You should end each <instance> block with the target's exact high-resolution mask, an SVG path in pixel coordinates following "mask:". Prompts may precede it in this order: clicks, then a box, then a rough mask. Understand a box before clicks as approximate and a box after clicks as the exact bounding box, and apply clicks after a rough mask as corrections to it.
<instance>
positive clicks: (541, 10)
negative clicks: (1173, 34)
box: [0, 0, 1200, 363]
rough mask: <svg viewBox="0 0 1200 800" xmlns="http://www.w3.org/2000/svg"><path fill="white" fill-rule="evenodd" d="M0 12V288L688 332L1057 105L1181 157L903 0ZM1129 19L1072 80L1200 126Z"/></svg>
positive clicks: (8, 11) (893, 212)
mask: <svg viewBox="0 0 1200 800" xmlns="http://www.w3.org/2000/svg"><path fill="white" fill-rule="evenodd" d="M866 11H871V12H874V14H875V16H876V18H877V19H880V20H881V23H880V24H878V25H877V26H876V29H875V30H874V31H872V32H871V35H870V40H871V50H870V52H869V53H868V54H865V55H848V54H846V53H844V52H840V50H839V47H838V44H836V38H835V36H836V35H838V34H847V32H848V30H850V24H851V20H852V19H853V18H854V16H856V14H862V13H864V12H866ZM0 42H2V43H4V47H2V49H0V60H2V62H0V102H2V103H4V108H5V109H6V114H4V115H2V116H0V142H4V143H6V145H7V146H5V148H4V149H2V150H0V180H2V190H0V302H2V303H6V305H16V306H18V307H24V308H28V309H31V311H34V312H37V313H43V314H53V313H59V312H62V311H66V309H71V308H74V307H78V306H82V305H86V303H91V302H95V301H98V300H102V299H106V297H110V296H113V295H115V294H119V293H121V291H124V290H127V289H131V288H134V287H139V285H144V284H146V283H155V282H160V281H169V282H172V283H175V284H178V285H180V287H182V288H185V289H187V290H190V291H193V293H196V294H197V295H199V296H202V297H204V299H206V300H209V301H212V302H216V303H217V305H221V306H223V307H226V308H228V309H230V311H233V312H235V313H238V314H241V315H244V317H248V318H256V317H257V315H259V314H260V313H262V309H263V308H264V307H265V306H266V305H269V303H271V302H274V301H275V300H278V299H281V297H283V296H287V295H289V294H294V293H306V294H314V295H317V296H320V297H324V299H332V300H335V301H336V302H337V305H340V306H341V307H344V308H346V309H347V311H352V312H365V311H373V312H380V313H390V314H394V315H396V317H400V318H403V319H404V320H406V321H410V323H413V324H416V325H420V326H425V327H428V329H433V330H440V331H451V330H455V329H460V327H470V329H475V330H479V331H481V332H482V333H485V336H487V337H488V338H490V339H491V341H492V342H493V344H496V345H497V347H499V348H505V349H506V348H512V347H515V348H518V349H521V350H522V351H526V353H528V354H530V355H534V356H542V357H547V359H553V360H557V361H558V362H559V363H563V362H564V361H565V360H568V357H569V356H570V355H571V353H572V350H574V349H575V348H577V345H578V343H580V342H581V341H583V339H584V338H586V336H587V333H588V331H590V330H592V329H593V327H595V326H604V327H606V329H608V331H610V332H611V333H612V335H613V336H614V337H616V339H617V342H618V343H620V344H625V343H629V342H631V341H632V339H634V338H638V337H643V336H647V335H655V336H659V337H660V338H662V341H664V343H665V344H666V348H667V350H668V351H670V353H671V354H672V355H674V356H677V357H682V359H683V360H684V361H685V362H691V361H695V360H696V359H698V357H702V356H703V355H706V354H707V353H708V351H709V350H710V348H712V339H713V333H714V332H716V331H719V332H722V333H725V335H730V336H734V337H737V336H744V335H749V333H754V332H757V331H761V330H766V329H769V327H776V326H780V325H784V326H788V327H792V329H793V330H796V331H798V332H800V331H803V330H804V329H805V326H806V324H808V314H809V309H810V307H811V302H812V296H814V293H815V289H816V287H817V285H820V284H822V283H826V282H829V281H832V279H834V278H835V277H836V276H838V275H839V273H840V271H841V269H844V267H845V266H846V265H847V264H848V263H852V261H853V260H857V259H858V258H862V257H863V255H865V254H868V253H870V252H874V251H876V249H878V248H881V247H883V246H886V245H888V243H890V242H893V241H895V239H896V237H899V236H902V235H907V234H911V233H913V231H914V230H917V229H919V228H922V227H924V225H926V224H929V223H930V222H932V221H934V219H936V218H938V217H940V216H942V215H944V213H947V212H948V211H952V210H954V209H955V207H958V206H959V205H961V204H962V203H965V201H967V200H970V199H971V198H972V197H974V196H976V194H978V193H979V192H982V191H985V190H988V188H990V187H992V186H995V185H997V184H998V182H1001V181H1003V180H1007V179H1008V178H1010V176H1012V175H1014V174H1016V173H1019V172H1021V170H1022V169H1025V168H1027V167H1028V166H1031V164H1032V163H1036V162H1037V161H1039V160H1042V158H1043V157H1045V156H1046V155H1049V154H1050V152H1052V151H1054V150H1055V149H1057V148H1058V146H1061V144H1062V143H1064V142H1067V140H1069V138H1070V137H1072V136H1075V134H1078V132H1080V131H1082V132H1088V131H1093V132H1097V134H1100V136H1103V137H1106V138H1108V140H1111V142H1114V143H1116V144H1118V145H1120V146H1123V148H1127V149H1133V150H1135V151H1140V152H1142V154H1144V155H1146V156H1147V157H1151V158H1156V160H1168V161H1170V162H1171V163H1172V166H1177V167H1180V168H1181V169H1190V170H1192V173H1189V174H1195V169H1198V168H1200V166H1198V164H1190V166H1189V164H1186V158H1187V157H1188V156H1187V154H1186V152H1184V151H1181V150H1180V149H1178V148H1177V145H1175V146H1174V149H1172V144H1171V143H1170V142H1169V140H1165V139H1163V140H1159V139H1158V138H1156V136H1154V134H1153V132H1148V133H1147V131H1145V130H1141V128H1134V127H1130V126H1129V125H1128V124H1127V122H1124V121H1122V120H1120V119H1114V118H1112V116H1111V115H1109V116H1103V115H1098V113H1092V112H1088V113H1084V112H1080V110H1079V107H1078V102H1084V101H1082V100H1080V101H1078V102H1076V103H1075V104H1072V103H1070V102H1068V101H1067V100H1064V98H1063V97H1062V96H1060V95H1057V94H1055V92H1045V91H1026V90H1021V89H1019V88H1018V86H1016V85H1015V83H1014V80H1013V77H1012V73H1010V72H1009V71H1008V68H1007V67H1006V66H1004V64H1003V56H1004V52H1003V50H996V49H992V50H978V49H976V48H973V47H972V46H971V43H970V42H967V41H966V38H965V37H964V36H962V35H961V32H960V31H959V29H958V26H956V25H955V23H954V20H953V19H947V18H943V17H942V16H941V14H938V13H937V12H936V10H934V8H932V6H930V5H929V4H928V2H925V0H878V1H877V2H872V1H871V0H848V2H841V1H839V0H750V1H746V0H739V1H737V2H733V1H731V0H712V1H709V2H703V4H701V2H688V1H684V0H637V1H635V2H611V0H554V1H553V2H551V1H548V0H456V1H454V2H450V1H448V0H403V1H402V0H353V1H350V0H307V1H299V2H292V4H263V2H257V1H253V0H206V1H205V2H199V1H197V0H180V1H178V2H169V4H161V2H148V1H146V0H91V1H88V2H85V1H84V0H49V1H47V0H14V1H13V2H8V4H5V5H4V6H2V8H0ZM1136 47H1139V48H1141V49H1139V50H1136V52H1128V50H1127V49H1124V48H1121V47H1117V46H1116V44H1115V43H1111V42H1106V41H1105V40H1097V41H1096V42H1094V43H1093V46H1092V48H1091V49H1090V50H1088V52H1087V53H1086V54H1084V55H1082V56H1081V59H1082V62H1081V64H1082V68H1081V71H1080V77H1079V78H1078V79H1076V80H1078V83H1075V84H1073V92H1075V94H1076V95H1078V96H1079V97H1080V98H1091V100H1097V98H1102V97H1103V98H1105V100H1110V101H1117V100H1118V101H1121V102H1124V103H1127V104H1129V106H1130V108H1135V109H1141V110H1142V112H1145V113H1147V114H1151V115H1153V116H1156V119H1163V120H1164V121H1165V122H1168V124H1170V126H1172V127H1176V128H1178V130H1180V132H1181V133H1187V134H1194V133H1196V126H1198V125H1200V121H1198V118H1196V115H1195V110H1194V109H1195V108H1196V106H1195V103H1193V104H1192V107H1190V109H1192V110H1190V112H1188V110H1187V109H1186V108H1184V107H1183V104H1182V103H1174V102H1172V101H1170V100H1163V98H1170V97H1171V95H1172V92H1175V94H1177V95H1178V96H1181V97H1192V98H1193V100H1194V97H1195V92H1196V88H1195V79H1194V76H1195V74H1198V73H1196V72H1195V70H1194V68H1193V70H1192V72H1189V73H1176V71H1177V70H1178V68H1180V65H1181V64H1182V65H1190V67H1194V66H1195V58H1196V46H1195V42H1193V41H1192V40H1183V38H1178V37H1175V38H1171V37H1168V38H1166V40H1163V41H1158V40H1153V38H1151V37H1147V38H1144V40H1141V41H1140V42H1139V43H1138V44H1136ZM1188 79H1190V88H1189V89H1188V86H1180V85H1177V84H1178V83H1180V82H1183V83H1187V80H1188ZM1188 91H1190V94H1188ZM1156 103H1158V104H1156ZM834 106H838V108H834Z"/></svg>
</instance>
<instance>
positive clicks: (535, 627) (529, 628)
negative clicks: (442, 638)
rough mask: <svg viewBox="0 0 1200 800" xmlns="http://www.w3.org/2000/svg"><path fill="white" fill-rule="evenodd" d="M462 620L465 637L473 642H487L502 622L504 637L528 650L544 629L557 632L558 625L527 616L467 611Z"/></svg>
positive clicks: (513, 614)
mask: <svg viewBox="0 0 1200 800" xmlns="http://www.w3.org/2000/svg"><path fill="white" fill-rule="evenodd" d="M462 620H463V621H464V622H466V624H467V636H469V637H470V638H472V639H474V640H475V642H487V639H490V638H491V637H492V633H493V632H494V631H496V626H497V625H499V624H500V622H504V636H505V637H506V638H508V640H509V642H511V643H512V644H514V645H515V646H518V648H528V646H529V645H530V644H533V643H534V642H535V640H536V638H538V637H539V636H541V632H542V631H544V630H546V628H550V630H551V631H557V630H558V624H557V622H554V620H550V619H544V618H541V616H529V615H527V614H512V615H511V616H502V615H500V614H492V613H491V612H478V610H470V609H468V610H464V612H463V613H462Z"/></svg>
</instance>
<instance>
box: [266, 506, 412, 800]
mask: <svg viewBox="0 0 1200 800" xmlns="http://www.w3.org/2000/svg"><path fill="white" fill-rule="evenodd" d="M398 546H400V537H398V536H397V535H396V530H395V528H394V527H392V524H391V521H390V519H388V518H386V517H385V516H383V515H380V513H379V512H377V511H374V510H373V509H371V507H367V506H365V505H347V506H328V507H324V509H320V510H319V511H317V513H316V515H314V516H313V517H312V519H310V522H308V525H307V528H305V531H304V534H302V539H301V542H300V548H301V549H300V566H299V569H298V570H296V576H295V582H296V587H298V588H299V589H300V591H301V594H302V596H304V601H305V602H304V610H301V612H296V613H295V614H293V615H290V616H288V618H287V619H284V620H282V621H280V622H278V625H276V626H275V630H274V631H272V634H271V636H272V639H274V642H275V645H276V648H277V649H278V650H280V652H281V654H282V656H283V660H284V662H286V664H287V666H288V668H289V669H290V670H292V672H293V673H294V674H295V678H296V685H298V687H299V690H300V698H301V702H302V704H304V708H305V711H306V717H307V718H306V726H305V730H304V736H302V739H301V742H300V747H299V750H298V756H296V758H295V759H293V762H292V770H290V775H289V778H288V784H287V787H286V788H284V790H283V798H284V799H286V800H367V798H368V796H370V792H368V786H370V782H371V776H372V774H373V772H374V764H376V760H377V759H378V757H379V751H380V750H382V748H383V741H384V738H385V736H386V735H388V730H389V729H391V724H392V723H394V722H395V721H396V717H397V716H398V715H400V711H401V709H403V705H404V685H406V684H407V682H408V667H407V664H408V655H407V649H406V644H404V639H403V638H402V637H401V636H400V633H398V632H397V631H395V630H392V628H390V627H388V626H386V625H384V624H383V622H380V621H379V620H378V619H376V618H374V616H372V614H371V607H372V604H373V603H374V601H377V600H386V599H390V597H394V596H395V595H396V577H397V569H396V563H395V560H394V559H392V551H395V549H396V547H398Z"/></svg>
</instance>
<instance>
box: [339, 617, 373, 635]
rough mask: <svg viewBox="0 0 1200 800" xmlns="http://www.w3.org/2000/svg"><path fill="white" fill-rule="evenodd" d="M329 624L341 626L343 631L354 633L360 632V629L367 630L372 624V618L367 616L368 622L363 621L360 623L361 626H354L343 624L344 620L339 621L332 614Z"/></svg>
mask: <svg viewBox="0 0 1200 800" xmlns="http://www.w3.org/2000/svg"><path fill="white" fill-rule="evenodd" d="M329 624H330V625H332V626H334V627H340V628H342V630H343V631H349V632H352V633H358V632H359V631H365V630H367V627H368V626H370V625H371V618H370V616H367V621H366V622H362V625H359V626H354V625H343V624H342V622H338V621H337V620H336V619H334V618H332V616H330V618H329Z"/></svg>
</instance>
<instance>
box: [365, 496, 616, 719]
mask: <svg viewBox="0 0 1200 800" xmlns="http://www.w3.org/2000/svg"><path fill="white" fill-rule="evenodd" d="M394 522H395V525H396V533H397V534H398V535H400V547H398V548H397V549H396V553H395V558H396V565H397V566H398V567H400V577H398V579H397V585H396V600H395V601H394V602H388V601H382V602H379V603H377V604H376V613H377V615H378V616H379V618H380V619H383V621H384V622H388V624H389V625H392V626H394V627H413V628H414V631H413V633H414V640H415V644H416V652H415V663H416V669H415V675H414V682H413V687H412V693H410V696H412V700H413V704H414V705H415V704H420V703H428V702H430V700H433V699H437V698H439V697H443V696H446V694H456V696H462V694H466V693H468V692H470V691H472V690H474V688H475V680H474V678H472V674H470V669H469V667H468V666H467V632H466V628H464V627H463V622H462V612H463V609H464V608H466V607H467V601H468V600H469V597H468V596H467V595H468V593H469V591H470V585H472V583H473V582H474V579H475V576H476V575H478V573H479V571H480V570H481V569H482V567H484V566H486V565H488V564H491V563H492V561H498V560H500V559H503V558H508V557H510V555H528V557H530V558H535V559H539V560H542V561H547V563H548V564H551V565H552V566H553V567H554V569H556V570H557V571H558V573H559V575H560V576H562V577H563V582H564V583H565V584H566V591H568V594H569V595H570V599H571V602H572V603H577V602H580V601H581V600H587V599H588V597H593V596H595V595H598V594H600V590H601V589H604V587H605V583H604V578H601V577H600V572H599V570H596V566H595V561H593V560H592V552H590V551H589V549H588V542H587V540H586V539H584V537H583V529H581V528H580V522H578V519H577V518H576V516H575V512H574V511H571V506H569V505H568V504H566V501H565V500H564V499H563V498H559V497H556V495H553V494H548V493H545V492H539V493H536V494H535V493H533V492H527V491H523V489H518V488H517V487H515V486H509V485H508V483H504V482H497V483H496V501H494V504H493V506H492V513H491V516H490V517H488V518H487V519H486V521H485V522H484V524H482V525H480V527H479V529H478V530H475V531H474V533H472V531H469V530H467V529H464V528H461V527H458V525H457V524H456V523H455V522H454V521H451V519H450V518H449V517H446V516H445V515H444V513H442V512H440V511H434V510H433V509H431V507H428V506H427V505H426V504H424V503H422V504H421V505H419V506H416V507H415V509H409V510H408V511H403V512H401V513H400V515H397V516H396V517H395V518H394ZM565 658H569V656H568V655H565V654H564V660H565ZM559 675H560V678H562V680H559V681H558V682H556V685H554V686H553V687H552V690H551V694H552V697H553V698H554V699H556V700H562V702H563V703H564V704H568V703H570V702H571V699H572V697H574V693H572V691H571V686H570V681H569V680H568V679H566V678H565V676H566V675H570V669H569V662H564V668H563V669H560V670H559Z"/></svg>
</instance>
--
Reproduce the rows from the first line through the line holding "positive clicks: (8, 11) (893, 212)", inclusive, with every "rough mask" renamed to "coarse mask" and everything else left as it is. Give only those lines.

- [RESPONSE]:
You should end each <instance> block with the target's exact high-resolution mask, an SVG path in pixel coordinates following "mask:". Prompts may precede it in this order: clicks, then a box, then a coarse mask. Understand a box before clicks as approximate and a box after clicks as the exact bounding box, and apply clicks after a coarse mask as corrections to it.
<instance>
positive clicks: (541, 10)
negative clicks: (1173, 34)
box: [0, 0, 1200, 363]
coarse mask: <svg viewBox="0 0 1200 800" xmlns="http://www.w3.org/2000/svg"><path fill="white" fill-rule="evenodd" d="M0 12V288L688 332L1057 105L1181 157L903 0ZM1129 19L1072 80L1200 126Z"/></svg>
positive clicks: (8, 11) (893, 212)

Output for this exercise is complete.